» Task instructions: From the line with "Can you find the chair" through the final line of the entries below, write out each line exactly and nothing else.
══ Source material
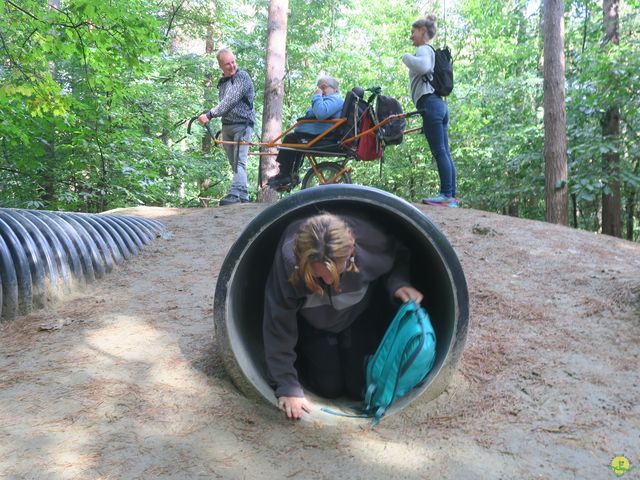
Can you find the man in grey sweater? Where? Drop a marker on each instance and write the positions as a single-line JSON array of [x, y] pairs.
[[235, 107]]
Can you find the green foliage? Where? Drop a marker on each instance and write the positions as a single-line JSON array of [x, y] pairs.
[[95, 97]]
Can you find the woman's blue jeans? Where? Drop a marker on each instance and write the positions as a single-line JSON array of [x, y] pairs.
[[435, 124]]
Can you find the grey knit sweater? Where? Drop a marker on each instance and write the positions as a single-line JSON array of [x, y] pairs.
[[235, 96]]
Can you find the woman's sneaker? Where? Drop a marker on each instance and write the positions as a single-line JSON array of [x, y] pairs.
[[441, 201]]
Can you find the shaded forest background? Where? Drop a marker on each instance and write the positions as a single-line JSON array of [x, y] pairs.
[[95, 96]]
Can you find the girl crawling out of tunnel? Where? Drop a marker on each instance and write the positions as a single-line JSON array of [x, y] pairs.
[[329, 296]]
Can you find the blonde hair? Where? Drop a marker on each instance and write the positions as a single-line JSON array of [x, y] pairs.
[[223, 51], [323, 238], [429, 24]]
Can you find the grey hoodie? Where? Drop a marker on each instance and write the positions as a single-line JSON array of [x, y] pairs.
[[377, 254]]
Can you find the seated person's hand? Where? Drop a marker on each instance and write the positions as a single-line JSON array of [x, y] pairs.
[[293, 406], [408, 293]]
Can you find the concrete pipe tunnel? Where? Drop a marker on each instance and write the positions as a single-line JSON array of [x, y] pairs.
[[239, 293]]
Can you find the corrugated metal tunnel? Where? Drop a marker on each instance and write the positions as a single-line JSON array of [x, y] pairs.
[[239, 294], [45, 254]]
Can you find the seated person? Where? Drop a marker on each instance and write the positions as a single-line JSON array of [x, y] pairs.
[[326, 103]]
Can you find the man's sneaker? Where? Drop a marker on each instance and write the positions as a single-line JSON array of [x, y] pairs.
[[230, 199], [441, 201]]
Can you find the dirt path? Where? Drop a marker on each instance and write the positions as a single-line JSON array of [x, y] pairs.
[[130, 385]]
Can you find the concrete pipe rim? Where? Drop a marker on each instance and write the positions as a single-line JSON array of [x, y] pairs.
[[236, 339]]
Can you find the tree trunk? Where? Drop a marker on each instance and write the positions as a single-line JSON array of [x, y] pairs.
[[555, 135], [611, 200], [205, 182], [273, 93]]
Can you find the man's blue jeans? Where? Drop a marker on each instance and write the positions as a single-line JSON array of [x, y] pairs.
[[435, 124]]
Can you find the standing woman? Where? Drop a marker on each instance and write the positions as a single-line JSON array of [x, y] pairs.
[[434, 110]]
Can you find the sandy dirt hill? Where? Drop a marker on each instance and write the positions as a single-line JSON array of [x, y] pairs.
[[128, 383]]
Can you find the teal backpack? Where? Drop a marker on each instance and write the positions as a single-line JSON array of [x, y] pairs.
[[402, 361]]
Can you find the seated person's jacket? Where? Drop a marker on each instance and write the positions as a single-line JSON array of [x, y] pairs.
[[322, 108]]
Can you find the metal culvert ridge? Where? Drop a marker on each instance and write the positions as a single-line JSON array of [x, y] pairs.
[[45, 255]]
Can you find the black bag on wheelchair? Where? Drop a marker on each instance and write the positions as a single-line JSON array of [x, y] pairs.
[[392, 132]]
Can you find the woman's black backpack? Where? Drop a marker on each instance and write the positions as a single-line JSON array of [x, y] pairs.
[[442, 81]]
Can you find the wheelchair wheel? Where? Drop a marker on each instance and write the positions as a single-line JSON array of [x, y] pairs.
[[328, 172]]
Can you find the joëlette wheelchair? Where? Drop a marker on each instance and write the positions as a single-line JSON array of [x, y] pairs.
[[364, 129]]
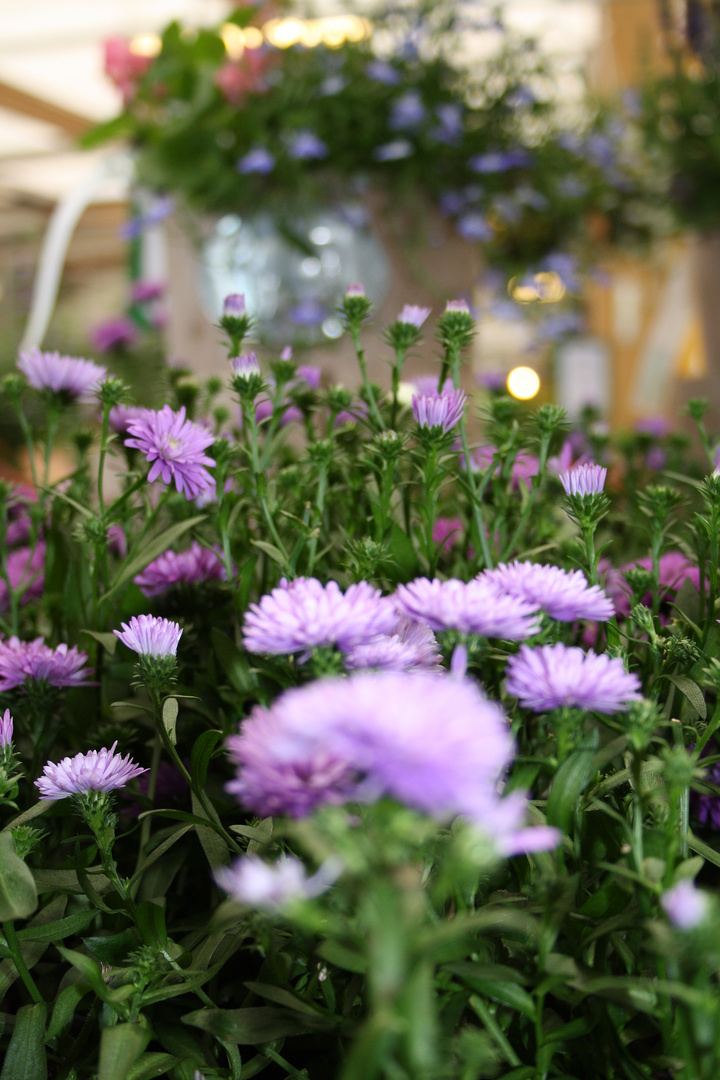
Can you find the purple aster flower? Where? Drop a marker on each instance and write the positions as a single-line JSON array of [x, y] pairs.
[[407, 111], [5, 729], [256, 883], [499, 161], [25, 570], [304, 613], [474, 226], [257, 160], [433, 743], [478, 607], [306, 146], [150, 636], [189, 567], [411, 647], [439, 410], [393, 151], [554, 676], [413, 314], [564, 594], [684, 905], [35, 661], [66, 376], [146, 292], [99, 770], [111, 334], [175, 447], [380, 71], [234, 305], [308, 313], [245, 367], [584, 480]]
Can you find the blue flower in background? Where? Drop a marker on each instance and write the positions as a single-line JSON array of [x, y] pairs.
[[257, 160]]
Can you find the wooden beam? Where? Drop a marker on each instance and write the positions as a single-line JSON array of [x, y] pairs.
[[29, 105]]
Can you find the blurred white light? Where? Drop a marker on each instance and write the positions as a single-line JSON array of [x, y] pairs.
[[524, 383]]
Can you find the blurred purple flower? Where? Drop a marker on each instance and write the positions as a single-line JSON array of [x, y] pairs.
[[554, 676], [478, 607], [35, 661], [99, 770], [565, 595], [435, 744], [175, 448], [304, 613], [189, 567], [66, 376]]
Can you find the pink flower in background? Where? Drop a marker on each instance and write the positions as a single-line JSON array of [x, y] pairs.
[[124, 66], [68, 377], [25, 569], [189, 567]]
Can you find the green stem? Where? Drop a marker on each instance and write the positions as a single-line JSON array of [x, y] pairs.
[[14, 946], [372, 405]]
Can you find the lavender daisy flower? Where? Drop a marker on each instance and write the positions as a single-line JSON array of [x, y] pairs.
[[584, 480], [413, 315], [25, 570], [437, 745], [256, 883], [555, 676], [175, 447], [22, 662], [68, 377], [439, 410], [150, 636], [306, 146], [99, 770], [478, 607], [258, 160], [412, 647], [684, 905], [304, 615], [189, 567], [564, 594], [5, 729]]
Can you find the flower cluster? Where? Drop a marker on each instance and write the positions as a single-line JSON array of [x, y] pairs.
[[435, 744]]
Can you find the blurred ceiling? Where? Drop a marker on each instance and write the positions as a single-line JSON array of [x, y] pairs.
[[52, 83]]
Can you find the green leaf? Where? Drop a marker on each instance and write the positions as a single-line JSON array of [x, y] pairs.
[[65, 1006], [703, 849], [26, 1057], [58, 930], [109, 642], [253, 1026], [170, 719], [202, 752], [151, 549], [213, 844], [160, 851], [692, 692], [570, 782], [120, 1048], [18, 895], [233, 662]]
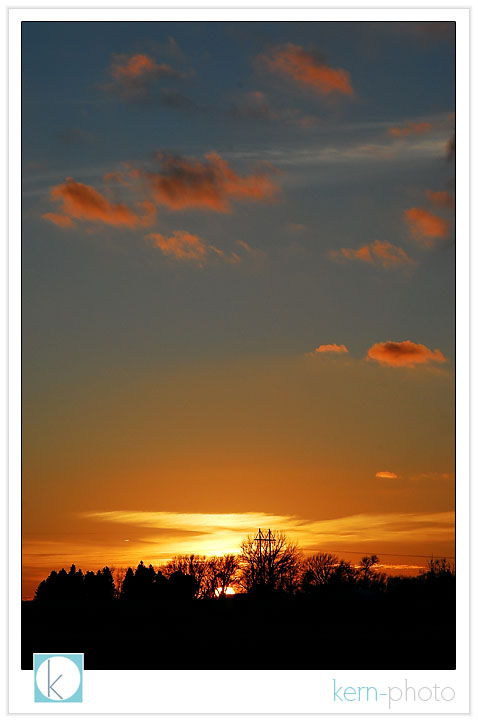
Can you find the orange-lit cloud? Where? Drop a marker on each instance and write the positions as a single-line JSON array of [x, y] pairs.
[[181, 245], [59, 220], [126, 67], [210, 184], [410, 129], [221, 533], [404, 353], [132, 75], [442, 199], [378, 253], [426, 226], [185, 246], [330, 348], [82, 202], [307, 69]]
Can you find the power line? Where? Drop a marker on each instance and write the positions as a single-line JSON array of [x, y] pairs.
[[388, 554]]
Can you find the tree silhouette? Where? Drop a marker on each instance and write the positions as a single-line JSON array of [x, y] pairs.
[[318, 570], [275, 567]]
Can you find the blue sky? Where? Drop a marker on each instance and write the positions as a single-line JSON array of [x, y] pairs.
[[320, 173]]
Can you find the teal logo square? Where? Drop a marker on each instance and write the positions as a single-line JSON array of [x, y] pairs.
[[58, 677]]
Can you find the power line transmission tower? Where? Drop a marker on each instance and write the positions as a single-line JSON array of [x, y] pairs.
[[265, 542]]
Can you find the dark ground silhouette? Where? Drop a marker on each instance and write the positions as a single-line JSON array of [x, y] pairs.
[[320, 614]]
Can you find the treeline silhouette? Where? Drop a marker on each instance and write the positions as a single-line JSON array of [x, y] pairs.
[[314, 612]]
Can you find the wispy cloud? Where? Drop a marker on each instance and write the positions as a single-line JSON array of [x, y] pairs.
[[220, 533], [404, 353], [186, 246], [377, 253], [307, 69], [81, 202]]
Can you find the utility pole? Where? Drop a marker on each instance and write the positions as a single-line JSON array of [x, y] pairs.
[[264, 542], [260, 539]]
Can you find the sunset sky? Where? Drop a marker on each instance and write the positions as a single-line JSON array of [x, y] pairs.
[[238, 290]]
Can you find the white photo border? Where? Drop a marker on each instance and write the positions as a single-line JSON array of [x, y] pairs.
[[239, 691]]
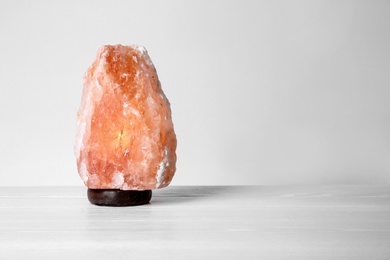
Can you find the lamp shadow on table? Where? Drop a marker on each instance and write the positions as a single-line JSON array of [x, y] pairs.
[[185, 194]]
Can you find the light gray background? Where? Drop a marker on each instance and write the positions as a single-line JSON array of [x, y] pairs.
[[262, 92]]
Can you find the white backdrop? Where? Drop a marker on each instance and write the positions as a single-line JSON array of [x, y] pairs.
[[262, 92]]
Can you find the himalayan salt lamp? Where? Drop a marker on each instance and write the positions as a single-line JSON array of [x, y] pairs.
[[125, 143]]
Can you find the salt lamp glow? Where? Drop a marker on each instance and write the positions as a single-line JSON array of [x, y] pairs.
[[125, 143]]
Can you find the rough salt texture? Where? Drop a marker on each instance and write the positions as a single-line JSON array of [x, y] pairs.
[[125, 137]]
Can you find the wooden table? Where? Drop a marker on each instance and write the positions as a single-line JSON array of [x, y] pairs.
[[199, 222]]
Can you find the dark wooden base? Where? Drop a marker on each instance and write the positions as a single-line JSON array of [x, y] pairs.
[[119, 198]]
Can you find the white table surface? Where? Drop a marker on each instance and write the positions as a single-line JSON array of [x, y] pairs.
[[199, 222]]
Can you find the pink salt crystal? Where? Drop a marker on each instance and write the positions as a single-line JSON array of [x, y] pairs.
[[125, 137]]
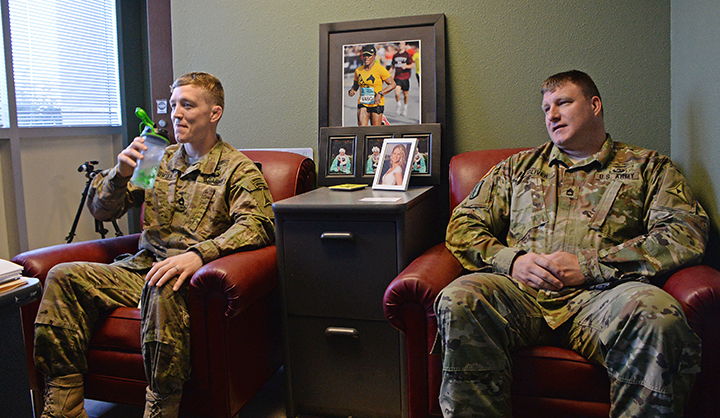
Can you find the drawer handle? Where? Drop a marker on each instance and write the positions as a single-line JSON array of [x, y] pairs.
[[337, 235], [342, 332]]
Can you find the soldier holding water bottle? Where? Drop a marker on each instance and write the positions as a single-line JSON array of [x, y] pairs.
[[208, 200]]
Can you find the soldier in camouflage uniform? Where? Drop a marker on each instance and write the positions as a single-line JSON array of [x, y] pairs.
[[209, 200], [564, 239]]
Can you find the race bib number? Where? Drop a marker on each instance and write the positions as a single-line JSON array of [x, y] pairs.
[[367, 95]]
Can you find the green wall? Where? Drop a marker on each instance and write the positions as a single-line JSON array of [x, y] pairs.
[[497, 54], [695, 98]]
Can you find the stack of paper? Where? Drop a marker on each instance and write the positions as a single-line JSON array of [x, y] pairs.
[[9, 271]]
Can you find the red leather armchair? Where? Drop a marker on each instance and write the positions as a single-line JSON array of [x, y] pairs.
[[547, 381], [234, 315]]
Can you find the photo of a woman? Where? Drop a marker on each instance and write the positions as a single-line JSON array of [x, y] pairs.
[[393, 171], [398, 160]]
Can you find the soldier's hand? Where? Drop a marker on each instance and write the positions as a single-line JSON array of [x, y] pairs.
[[127, 159], [182, 266], [571, 275], [537, 271]]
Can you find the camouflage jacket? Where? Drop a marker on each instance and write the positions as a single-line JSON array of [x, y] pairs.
[[217, 206], [626, 212]]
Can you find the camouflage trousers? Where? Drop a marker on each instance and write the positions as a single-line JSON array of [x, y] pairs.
[[636, 331], [76, 294]]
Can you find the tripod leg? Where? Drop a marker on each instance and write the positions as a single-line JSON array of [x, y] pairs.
[[100, 229], [118, 232], [71, 234]]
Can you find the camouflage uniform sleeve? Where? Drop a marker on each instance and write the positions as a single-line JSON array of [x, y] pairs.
[[477, 222], [110, 196], [677, 232], [250, 205]]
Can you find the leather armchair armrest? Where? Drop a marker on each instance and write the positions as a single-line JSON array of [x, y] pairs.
[[36, 263], [418, 285], [241, 278], [697, 288]]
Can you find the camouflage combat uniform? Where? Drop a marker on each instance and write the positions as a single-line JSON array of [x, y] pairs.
[[217, 206], [628, 215]]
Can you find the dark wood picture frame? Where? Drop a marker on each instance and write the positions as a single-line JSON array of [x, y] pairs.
[[363, 139], [429, 29]]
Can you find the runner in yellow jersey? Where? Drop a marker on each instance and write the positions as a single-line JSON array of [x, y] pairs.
[[369, 81]]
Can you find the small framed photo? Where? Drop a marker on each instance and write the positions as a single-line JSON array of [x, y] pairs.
[[342, 153], [373, 143], [393, 171]]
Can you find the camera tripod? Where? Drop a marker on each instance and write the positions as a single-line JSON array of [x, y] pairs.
[[89, 168]]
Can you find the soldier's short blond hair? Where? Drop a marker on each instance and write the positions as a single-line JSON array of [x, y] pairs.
[[207, 82]]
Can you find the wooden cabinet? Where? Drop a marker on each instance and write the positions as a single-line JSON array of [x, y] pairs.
[[337, 252]]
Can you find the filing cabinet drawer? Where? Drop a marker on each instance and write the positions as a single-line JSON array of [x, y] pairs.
[[338, 269], [342, 371]]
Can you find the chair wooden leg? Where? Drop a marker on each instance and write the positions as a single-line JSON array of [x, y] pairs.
[[37, 402]]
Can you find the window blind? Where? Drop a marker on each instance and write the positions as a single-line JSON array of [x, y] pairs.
[[65, 62]]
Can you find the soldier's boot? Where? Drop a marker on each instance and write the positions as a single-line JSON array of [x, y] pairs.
[[64, 397], [157, 406]]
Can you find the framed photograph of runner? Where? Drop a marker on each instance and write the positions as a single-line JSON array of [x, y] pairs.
[[351, 155], [419, 71]]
════
» Solution to this task:
Can you find the chair wooden leg? Where? Drop a marker on each instance and write the positions as a single-line JSON array of [x, y] pairs.
[[37, 402]]
Can you find the window blind? Where? Drop a marker on each instance and write the positions as a single-line JSON array of [x, y] pairs.
[[65, 62]]
Can you find the soldier's boot? Where? Drop a marker on each instance and write the positions as a single-line JSON array of [x, y] pairs.
[[64, 397], [157, 406]]
Can you find the framed photograph of runner? Where? Drop a marker on each instance and write the positions as a single-line JSON array of [x, y] pairs.
[[351, 155], [419, 71]]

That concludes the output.